Request 1: Rewrite the part of the beet drilling report that opens with the words containing "The 5,800ha estate" and closes with "light, blowaway sandland.", putting "sandy soil" in place of "blowaway sandland".

Document section:
Two large sugar beet growing estates finished drilling last weekend in excellent sowing conditions, as two-thirds of the national crop is now in the ground.
After a wet winter, light beet land has dried up quickly, leaving a dry surface with plenty of moisture below, and early-drilled crops are already through the surface.
Tim Harper, commercial director of the Blankney Estate in Lincolnshire, says his team drilled 450ha of beet in a 10-day window in late March, mostly on light limestone brash land south of Lincoln.
“We are very happy with the drilling, especially considering the very wet weather we saw in February,” he says.
The beet seed has hit good moisture on 85% of his land and, ironically, after the winter deluge, the remainder on the lightest land could do with 10-15mm of rain.
The 5,800ha estate is the biggest single supplier to British Sugar’s Newark processing factory, and this season’s drilling started about 10 days later than normal due to a very wet February.
Last season, the farming estate showed very good average beet yields of 89t/ha above its five-year average of 79t/ha.
Further south, drilling also finished last weekend at Euston Estate in the heart of the Suffolk Brecklands on its light, blowaway sandland.

Request 2: From the rows below, return each line that holds the string "fence".

Records supplied:
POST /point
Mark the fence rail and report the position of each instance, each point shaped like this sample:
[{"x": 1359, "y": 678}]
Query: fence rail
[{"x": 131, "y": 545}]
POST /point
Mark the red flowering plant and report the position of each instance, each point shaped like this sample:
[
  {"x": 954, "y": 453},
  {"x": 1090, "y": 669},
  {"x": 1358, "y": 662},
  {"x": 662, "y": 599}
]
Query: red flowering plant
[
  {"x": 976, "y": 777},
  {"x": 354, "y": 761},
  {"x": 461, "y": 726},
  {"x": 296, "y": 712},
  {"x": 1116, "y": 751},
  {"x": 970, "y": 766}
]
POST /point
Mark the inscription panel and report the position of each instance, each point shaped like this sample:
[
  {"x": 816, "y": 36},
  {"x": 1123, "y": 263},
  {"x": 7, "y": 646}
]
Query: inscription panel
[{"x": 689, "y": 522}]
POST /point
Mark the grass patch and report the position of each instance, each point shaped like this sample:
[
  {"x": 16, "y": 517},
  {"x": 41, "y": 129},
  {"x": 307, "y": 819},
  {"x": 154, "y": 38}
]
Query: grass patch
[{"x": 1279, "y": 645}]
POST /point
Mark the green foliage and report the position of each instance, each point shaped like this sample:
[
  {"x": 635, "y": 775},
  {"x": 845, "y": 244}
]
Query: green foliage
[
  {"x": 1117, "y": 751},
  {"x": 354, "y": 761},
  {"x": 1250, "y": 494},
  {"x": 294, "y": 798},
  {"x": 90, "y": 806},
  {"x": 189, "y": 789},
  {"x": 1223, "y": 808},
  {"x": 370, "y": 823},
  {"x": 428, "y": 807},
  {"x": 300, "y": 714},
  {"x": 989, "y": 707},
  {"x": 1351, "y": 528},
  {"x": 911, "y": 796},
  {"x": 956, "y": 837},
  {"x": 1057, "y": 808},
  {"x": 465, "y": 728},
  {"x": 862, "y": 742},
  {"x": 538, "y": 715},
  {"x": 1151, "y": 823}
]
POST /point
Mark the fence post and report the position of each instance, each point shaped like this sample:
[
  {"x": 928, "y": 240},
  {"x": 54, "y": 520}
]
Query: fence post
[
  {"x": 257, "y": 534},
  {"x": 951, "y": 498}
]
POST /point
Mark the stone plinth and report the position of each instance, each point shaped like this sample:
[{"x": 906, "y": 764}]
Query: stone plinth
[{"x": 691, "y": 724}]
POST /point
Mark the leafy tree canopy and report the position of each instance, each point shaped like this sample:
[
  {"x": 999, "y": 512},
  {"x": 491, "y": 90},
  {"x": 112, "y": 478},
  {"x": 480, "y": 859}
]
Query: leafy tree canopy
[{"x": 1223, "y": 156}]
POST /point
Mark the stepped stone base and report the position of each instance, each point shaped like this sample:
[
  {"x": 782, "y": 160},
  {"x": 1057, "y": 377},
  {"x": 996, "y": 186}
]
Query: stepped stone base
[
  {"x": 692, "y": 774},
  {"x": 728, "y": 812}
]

Correct response 1:
The 5,800ha estate is the biggest single supplier to British Sugar’s Newark processing factory, and this season’s drilling started about 10 days later than normal due to a very wet February.
Last season, the farming estate showed very good average beet yields of 89t/ha above its five-year average of 79t/ha.
Further south, drilling also finished last weekend at Euston Estate in the heart of the Suffolk Brecklands on its light, sandy soil.

Correct response 2:
Mark the fence rail and report the position of each instance, each point shaped like this sample:
Query: fence rail
Mark the fence post and report the position of each instance, each point shaped like this sample:
Query: fence post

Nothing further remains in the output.